- **ENUNCIADO**
Responda com base no trecho sobre a prova do MikroTik:
(a) Na mensagem que termina com "Vlw!", em quais idiomas se sugere procurar em site de busca?
(b) Segundo juniaoblack, por pelo menos quantas dessas situações passou qualquer um que tem ou trabalha em um provedor?
(c) Segundo admskill, em relação a que os cursos ministrados no Brasil não aprofundam nada?

Falando sério!!!!!!!!!!!!!


Kara! Existem apostilhas bem explicativas que podem auxilia-lo com este assunto, porém, como o seu caso é saber as questões da prova. procura em site de busca em espanhol/inglês ou em outro idioma da própria MK. Ainda não procurei, mais logo tbm vou...

Vlw!

----------


## juniaoblack

Cara.. essa história é muito verdad AEHUAEHUAEUHAEAHUE...
qualquer um que tem ou trabalha em um provedor passou por pelos menos 90% dessas situações.. haha
a respeito da prova, eu concordo cara... acho desnecessário o curso ser obrigatório para todos,
e os anos de experiencia e noites sem sono na companhia do google... de nada contam?...
Os cabelos arrancados tentando decifrar problemas antes que o mikrotik nos devora-se uhaEHUAEHUAE
deveriam pensar melhor a respeito disso...
abraços a todos..

----------


## admskill

Realmente os cursos ministrados no Brasil são muito fracos e não aprofundam nada em relação à configurações avançadas do mikrotik que é onde 89% dos usuários esbarram quando vão fazer a prova.

- **LINHAS DE DADOS**
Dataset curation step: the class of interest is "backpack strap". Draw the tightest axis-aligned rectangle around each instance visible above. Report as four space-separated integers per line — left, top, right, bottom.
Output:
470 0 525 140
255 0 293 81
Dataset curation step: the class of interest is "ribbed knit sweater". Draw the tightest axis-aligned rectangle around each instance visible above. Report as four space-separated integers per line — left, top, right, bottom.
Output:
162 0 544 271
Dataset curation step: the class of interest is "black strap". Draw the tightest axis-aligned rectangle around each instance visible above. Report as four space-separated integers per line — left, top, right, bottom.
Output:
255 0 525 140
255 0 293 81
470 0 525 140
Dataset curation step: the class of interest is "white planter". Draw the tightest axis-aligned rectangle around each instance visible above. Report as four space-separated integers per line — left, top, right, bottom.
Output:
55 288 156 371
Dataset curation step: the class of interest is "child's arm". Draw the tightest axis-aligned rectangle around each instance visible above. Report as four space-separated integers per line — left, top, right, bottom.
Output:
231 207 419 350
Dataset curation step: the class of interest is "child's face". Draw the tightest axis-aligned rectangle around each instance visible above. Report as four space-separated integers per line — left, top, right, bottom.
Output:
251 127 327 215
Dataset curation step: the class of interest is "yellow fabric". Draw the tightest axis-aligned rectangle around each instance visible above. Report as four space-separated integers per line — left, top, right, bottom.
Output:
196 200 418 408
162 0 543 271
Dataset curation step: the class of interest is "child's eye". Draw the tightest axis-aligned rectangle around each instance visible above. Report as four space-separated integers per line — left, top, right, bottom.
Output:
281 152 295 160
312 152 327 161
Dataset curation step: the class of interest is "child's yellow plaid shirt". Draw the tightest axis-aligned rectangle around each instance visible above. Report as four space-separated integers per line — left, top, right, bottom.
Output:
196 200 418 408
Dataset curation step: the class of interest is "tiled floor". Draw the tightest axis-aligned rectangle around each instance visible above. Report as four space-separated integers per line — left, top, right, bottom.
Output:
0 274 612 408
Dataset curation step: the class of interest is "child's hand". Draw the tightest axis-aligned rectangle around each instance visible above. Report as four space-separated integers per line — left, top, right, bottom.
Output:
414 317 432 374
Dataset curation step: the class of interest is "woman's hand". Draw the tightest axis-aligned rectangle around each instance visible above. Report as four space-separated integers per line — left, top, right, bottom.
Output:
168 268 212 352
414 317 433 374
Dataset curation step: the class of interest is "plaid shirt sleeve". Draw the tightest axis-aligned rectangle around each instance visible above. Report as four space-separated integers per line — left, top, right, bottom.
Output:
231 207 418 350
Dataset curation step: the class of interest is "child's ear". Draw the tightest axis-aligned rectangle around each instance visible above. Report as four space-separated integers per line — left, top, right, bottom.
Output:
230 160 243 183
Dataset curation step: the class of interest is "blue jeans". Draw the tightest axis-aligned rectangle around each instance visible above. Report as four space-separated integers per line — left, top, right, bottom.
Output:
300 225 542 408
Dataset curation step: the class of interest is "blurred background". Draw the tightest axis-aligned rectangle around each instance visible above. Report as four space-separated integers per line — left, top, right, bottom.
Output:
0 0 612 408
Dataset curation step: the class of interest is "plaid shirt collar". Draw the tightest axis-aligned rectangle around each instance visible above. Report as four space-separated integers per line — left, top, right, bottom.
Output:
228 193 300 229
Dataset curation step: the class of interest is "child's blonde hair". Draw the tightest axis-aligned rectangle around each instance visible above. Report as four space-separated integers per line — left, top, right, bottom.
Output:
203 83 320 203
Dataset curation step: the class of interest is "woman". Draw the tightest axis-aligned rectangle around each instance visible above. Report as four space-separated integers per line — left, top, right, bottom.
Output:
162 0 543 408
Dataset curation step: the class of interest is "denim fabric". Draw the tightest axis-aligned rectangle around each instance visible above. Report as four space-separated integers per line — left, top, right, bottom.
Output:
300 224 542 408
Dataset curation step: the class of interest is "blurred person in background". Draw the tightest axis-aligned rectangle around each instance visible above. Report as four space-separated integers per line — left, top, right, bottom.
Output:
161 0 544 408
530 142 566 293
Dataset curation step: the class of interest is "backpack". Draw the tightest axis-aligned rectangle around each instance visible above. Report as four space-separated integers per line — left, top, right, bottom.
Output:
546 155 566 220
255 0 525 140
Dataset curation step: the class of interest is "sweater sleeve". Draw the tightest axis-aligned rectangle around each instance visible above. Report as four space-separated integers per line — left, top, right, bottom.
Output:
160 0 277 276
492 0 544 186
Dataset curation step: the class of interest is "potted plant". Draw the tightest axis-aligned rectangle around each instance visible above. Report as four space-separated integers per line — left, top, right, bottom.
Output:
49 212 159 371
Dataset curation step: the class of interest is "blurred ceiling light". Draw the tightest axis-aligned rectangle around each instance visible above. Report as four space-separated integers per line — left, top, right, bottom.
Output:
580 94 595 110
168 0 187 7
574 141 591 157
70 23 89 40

- **RESPOSTA**
(a) Em espanhol, em inglês ou em outro idioma da própria MK.
(b) Pelo menos 90% delas.
(c) Às configurações avançadas do mikrotik.